- _GIVEN EXERCISE_
Copy everything from the line containing "bottom crust and return the coordinates." down to the last line of the entries, both included, keeping every request line. Shift each coordinate in the answers by adding 146 to both of its numbers.

- _DATA LINES_
-- start --

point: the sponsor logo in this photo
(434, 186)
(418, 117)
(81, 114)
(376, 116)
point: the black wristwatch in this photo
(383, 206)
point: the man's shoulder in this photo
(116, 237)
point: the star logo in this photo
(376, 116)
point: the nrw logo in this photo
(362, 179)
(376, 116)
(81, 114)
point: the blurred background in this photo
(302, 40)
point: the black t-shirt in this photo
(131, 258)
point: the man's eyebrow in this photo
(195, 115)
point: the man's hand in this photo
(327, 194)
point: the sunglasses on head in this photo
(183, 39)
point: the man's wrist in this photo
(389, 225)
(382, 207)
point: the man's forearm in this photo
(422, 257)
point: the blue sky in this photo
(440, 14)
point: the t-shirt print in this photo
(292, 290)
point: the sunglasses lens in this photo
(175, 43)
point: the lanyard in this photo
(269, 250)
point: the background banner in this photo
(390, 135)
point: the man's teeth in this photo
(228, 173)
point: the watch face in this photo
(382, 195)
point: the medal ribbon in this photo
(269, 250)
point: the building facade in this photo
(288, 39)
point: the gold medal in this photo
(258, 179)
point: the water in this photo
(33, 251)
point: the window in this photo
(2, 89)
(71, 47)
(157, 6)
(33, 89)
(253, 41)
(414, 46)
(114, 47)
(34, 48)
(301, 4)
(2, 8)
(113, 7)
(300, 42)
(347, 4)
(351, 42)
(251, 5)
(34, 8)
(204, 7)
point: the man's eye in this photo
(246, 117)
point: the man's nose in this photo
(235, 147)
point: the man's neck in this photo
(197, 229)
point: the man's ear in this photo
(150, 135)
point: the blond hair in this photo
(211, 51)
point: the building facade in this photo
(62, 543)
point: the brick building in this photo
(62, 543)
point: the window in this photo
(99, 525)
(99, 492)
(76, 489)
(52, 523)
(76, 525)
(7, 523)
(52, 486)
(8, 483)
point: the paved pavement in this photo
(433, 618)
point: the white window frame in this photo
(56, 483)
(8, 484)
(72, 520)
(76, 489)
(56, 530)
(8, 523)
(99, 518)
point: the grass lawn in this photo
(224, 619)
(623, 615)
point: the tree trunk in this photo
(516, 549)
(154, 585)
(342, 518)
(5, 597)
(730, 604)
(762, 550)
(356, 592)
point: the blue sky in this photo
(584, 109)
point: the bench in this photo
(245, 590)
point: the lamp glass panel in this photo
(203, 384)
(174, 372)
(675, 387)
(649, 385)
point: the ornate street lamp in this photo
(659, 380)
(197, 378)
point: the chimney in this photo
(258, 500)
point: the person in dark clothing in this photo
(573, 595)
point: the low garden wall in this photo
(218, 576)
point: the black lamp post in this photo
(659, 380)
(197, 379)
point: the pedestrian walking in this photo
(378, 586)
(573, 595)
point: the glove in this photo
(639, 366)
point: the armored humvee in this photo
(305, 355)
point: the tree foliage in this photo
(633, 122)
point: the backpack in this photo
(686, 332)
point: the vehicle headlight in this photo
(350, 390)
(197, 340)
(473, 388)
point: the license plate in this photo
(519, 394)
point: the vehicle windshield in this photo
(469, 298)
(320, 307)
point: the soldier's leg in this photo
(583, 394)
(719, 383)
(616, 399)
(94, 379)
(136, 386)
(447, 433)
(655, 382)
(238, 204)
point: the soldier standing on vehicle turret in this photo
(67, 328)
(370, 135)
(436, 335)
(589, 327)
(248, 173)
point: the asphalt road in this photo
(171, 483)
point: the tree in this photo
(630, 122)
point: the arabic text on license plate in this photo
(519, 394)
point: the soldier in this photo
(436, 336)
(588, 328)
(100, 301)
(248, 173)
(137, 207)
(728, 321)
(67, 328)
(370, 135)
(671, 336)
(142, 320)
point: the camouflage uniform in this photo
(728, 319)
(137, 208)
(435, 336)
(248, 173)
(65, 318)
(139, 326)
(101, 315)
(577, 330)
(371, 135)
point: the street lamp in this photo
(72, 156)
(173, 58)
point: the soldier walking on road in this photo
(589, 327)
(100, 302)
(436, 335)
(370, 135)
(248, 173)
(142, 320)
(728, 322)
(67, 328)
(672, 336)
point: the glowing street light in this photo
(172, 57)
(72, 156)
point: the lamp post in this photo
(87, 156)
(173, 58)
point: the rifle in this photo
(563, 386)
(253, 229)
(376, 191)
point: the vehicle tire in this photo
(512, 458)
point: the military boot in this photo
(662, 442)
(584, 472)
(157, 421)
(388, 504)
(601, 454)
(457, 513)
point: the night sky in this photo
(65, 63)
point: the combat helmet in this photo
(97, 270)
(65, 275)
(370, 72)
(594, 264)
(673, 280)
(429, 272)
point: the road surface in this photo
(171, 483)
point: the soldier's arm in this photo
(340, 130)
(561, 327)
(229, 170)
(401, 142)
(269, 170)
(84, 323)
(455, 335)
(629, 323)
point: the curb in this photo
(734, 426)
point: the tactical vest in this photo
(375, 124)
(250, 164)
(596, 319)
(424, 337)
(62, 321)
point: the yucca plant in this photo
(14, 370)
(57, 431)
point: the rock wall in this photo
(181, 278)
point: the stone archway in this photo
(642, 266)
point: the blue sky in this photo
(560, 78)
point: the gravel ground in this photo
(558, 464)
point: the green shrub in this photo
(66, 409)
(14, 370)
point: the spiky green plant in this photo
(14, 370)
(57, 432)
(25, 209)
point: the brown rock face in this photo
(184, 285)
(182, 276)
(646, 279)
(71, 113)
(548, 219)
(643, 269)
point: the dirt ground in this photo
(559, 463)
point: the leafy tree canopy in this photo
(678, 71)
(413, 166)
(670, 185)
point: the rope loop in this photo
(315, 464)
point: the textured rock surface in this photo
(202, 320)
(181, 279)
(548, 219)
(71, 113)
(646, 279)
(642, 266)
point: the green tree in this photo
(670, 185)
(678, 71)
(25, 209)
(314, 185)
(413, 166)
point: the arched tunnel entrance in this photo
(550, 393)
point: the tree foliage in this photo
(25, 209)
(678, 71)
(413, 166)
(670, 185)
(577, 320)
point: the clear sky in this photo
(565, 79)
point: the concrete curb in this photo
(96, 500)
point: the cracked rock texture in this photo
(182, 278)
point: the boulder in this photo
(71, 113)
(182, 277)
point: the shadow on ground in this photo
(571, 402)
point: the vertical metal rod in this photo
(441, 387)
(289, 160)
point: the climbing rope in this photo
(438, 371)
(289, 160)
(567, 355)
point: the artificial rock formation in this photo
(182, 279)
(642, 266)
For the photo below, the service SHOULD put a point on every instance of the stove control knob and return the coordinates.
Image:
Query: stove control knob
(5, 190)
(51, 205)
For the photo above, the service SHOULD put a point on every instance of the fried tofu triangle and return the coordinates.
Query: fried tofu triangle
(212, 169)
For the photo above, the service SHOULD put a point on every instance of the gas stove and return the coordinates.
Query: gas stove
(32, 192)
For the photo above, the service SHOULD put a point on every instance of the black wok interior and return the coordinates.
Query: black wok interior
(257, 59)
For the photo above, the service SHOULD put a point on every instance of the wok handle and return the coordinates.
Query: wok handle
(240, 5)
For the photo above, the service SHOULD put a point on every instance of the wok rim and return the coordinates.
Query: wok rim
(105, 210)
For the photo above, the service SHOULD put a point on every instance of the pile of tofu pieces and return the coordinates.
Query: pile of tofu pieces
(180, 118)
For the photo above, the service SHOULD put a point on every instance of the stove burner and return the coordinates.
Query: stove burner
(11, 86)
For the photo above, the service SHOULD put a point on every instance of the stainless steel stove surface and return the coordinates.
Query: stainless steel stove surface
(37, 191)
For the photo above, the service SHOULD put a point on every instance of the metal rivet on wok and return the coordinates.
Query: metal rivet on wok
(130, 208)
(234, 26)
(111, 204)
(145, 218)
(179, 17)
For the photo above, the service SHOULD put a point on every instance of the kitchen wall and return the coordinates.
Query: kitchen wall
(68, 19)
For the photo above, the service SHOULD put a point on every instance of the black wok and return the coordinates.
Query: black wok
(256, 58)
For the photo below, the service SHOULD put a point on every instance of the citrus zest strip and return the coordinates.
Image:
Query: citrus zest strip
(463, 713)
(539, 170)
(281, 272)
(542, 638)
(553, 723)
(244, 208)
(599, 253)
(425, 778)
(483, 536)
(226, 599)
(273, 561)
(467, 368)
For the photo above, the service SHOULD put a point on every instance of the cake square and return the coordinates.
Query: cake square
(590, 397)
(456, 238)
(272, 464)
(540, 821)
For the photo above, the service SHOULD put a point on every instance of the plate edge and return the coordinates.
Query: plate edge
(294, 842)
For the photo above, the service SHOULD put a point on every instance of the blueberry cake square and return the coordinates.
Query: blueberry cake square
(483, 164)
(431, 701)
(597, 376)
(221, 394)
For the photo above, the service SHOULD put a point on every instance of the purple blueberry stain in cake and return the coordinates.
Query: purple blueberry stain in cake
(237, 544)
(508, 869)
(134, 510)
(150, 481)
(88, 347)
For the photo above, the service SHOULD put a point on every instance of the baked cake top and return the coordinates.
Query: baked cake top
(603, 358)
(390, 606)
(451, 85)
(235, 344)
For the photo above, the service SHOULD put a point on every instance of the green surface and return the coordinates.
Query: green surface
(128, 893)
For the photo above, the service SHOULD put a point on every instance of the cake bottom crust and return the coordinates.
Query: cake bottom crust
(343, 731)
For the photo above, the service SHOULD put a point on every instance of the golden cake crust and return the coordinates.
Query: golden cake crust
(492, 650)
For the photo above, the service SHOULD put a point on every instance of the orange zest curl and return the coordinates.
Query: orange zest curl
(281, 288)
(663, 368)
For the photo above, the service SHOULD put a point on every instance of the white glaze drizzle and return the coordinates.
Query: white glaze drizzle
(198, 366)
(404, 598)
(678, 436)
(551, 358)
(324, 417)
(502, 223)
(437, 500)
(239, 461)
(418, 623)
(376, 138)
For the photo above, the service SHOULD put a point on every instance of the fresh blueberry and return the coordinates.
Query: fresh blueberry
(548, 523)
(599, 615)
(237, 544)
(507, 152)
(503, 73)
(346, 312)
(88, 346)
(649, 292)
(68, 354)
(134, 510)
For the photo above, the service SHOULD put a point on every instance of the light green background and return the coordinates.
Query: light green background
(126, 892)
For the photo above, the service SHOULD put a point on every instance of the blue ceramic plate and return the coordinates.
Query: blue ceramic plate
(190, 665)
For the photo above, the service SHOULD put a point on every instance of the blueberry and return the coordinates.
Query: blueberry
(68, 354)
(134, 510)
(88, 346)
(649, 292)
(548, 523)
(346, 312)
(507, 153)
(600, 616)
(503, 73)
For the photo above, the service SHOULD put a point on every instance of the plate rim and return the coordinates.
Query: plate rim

-- end --

- _WORKED SOLUTION_
For the photo above, the service SHOULD put a point on every instance of the cake bottom crust and return the coordinates.
Query: cake bottom crust
(489, 877)
For the photo above, the service SHOULD put a point on every instance of the golden cake crust and return the coordinates.
Query: golden cake crust
(638, 796)
For the photo above, the service SHOULD put a point on every instance of the orange zest curl and return the coordinates.
Query: orange zest curl
(427, 434)
(809, 514)
For the photo above, the service SHOULD put a point on every instance of the white glaze drizzle and return the coordinates.
Query: white glaze drizzle
(344, 512)
(550, 744)
(824, 582)
(697, 504)
(470, 563)
(648, 369)
(583, 646)
(385, 607)
(564, 769)
(522, 284)
For the photo above, the service SHOULD put a point on every instance of the fresh blueberry and return the coordinates.
Query: fresh blueberry
(694, 669)
(745, 761)
(383, 690)
(653, 298)
(649, 219)
(492, 458)
(234, 492)
(795, 438)
(214, 500)
(280, 656)
For the photo above, the service SHOULD put a point on every instance of the light green background and return the coordinates.
Query: light green background
(272, 1038)
For the photo above, the service SHOULD put a point on every instance of the blue ceramic plate and return the coordinates.
Query: blue ceramic plate
(336, 811)
For the photo above, the service SHOULD put a point on every instance of the blueberry and return the coordinates.
Query: blueberry
(214, 500)
(280, 656)
(234, 492)
(795, 438)
(694, 669)
(492, 458)
(653, 299)
(746, 762)
(649, 219)
For the photo above, the service SHOULD put a point on every instance of the plate rim and return the coordinates.
Query: plate rim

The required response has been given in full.